◆ Tasks to perform:
(a) Rewrite the paragraph of the film review that begins "This short film begins with Max" in fewer words, keeping its main facts.
(b) Print the part of the film review starting with "This short film" and going on through "what love was.", word for word.

Thursday, January 30, 2025

Broderick Fox | Love, Death, & Cars / 1999

BEST FRIENDS

by Douglas Messerli

 

Broderick Fox (screenwriter and director) Love, Death, & Cars / 1999

 

This short film begins with Max (John Fairlie) and Haley (Michelle Beauchamp) arriving late to Max’s friend Kyle’s (Larry Sullivan) book reading in Los Angeles. Indeed, he’s already finished, promising to read only one more short work, not really a poem or a story, but a kind of brief memory of his and a friend’s trip to the Grand Canyon, a journey never completed, but during which he discovered what love was.


       Kyle is delighted to see Max, who introduces him to Haley, who Kyle discovers—evidently for the first time—is Max’s companion. A dark tension immediately is expressed about their relationship, with Max, evidently surprised by the short work, telling Kyle to leave his life out of his writing, Kyle arguing that it was also his life.

       What we already suspect, with the help of quick images of flashbacks of the two beautiful boys, the hot golden sun, and Max’s red Cadillac Le Mans is that on that Grand Canyon trip, as they later describe it, is that Max kissed Kyle: “we screwed around and everything’s been screwed up since.”

       We immediately grasp that Kyle, who moved off to New York, is gay, and Max, despite his loving relationship with Haley, is now a medical doctor, still having difficulties regarding his gay and bisexual feelings.

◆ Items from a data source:
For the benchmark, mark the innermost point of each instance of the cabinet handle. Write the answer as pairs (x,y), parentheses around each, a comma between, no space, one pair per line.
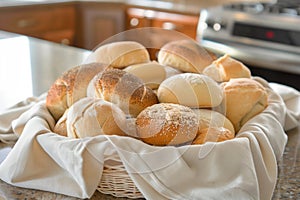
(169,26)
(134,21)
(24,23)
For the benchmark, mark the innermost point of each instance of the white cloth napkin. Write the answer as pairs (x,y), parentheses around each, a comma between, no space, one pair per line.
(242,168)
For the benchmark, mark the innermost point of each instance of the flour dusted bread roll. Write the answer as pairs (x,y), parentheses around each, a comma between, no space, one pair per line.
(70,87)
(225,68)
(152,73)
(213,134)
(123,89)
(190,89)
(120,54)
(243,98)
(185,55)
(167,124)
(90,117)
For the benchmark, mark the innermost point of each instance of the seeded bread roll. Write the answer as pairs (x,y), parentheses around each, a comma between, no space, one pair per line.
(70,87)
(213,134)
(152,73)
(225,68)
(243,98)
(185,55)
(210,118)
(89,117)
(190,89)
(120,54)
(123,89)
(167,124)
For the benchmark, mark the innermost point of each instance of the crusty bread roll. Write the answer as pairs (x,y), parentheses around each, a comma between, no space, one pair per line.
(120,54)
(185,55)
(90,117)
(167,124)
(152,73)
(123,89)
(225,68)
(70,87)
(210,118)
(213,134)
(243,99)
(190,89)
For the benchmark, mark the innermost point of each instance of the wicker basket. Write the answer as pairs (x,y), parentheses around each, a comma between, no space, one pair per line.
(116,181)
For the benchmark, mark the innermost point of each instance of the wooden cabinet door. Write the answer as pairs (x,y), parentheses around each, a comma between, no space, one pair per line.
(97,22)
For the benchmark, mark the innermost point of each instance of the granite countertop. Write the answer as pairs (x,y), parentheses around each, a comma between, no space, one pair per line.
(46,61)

◆ List of answers:
(a) Max (John Fairlie) and Haley (Michelle Beauchamp) arrive late to a Los Angeles book reading by Max's friend Kyle (Larry Sullivan). Kyle has already finished but promises one more short piece. It is neither a poem nor a story but a brief memory of a Grand Canyon trip with a friend, a journey never completed, during which he discovered what love was.

(b)
This short film begins with Max (John Fairlie) and Haley (Michelle Beauchamp) arriving late to Max’s friend Kyle’s (Larry Sullivan) book reading in Los Angeles. Indeed, he’s already finished, promising to read only one more short work, not really a poem or a story, but a kind of brief memory of his and a friend’s trip to the Grand Canyon, a journey never completed, but during which he discovered what love was.